Return every line in the data entries below that contains the string "blazer".

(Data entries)
** BEGIN **
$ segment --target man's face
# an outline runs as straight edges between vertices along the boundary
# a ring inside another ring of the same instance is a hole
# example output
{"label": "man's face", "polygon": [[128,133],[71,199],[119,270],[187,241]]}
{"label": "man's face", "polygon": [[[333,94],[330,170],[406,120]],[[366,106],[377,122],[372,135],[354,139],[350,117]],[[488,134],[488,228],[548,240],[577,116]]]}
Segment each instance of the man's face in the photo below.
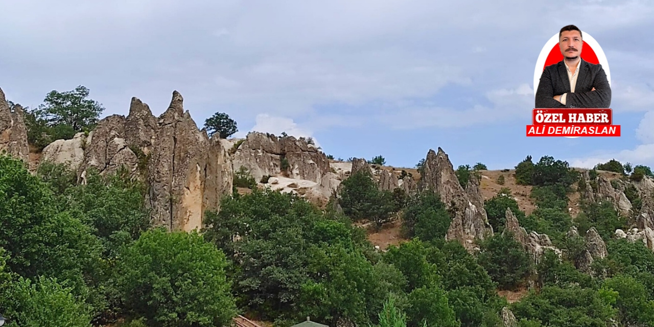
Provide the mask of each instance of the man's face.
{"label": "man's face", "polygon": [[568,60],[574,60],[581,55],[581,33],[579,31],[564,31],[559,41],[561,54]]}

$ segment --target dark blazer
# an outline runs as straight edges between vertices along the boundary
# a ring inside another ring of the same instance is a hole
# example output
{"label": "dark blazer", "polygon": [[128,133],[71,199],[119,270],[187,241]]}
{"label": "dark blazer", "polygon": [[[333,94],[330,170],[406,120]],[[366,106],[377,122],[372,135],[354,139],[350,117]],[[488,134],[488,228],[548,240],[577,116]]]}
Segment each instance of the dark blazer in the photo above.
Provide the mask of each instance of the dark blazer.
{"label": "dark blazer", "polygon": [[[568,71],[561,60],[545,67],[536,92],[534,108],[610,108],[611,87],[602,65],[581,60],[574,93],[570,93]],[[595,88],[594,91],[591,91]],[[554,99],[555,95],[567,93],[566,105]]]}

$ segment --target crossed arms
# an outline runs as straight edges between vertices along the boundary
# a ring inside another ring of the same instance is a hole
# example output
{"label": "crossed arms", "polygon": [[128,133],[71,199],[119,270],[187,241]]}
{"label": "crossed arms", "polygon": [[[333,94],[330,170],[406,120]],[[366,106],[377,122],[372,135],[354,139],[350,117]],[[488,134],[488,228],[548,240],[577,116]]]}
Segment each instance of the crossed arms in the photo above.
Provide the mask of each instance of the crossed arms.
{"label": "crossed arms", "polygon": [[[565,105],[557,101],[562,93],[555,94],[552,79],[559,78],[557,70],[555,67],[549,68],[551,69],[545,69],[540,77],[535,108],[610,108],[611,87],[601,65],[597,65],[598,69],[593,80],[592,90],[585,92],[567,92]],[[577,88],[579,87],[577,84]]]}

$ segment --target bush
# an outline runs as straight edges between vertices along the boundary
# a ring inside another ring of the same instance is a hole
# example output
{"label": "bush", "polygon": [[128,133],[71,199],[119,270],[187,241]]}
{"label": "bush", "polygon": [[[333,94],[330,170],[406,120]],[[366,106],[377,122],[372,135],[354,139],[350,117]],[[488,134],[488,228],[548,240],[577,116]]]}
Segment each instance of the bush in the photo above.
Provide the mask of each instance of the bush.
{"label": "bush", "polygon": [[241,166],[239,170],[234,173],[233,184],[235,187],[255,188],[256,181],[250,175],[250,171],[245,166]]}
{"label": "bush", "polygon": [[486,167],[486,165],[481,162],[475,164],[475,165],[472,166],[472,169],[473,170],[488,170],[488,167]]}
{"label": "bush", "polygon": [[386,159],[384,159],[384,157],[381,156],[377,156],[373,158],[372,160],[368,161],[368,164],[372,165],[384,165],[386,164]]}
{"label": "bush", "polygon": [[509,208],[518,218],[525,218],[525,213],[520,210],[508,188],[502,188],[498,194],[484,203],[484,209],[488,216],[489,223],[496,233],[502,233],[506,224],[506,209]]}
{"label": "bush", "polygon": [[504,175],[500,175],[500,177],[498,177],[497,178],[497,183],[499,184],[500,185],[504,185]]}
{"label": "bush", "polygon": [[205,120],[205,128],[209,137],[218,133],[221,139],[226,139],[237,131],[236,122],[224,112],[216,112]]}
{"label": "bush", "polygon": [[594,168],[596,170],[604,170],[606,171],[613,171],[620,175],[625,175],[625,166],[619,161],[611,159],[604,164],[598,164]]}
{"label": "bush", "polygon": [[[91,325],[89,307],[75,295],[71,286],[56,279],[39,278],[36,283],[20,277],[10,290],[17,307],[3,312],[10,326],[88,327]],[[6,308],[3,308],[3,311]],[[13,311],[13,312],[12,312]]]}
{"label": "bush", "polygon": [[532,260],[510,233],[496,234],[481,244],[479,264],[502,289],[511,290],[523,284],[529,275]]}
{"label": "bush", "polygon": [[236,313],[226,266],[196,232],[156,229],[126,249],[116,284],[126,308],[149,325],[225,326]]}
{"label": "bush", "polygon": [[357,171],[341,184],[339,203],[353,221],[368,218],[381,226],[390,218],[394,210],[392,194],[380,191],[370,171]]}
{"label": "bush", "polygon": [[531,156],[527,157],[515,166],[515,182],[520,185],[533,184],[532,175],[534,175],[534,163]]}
** END **
-- Solution to this problem --
$ segment --target dark blazer
{"label": "dark blazer", "polygon": [[128,133],[71,199],[119,270],[187,241]]}
{"label": "dark blazer", "polygon": [[[333,94],[330,170],[406,120]],[[366,106],[377,122],[372,135],[354,139],[350,117]],[[488,134],[488,228],[548,240],[577,116]]]}
Segment each instance of the dark blazer in the photo above.
Provide the mask of each instance of the dark blazer.
{"label": "dark blazer", "polygon": [[[568,71],[561,60],[545,67],[536,92],[534,108],[610,108],[611,87],[602,65],[581,60],[574,93],[570,93]],[[595,88],[594,91],[591,91]],[[554,99],[555,95],[567,93],[566,105]]]}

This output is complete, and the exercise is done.